→ Supplied information
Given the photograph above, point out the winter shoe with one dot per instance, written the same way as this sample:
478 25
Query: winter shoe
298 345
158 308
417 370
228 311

→ Objective
Pull out every line of the items above that contains the string "shoe", treating uppercase and lowercase as different.

→ Output below
Given the photograph above, point out the winter shoe with one dot per instance, written the same way as this sample:
Query: winter shoe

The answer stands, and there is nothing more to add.